→ **Excerpt to read**
1) No new user can log in.
2)Administrator cant log into the affected server.
3)You can remove the Network Cable for 10 seconds and plug it back in and the server comes back online. Then the users have to reconnect to the disconnected sessions.

We have tried most hotfixes. removed Load Balancing, and moved over to advanced load balancing with out any success, i have looked through all logs on event viewer when the server hangs. Nothing out of the ordinary.

I know that i am not the only Citrix admin to be having these problems, there at least 20 other admins out there with the same problem. This means to me that it must be an Citrix issue.

I am also using an Access database.

PLEASE IF ANYONE HAS ANY IDEAS OR SOLOUTIONS LET ME KNOW, CITRIX IS NOT HELPING, THEY MUST THINK THAT SINCE IT IS ONLY A FEW SITES THAT IT IS NOT WORTH THERE TIME AS IT MIGHT BE ONLY 2% OF THERE MARKET.

I HAVE 400+ USERS THAT ARE REALLY GETTTING FED UP WITH THE SERVERS.

SO PLEASE POST ANYTHING HELPFUL TIPS THAT YOU CAN THINK OF.

Regards

EASTWOOD.

→ **Short exercise 1**
According to the forum post about the Citrix servers, why does the writer conclude that the problem must be a Citrix issue?
→ **Short exercise 2**
Translate this sentence from the forum post about the Citrix servers into Spanish: "Then the users have to reconnect to the disconnected sessions."
→ **Short exercise 3**
List every measure that the forum post about the Citrix servers says was tried in the fourth paragraph, the one that begins "We have tried most hotfixes."

→ **Information shown**
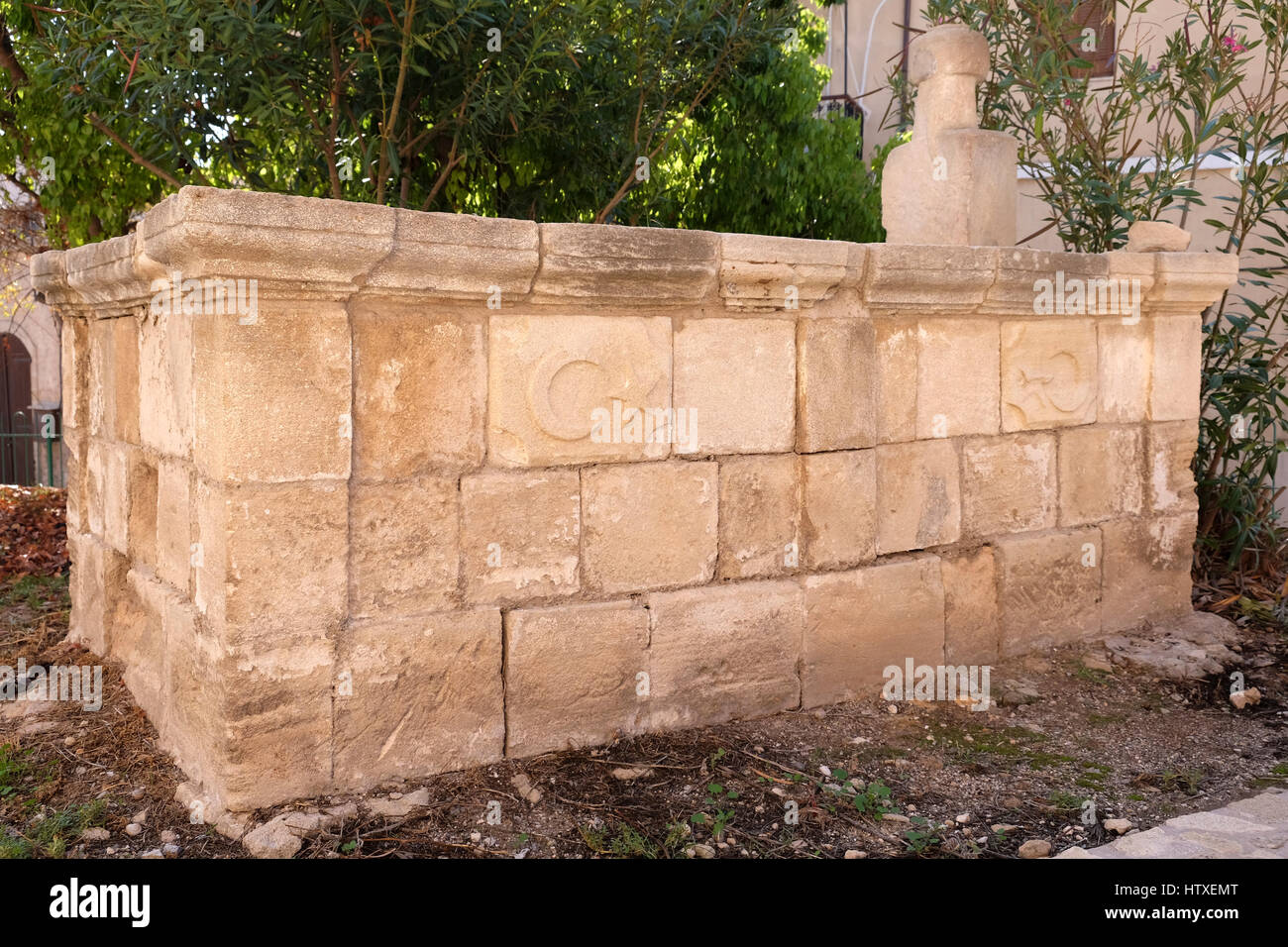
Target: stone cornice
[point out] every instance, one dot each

→ **Written answer 1**
The writer knows of at least 20 other admins who have the same problem.

→ **Written answer 2**
Luego los usuarios tienen que volver a conectarse a las sesiones desconectadas.

→ **Written answer 3**
- Tried most hotfixes
- Removed Load Balancing
- Moved over to advanced load balancing
- Looked through all logs in Event Viewer when the server hangs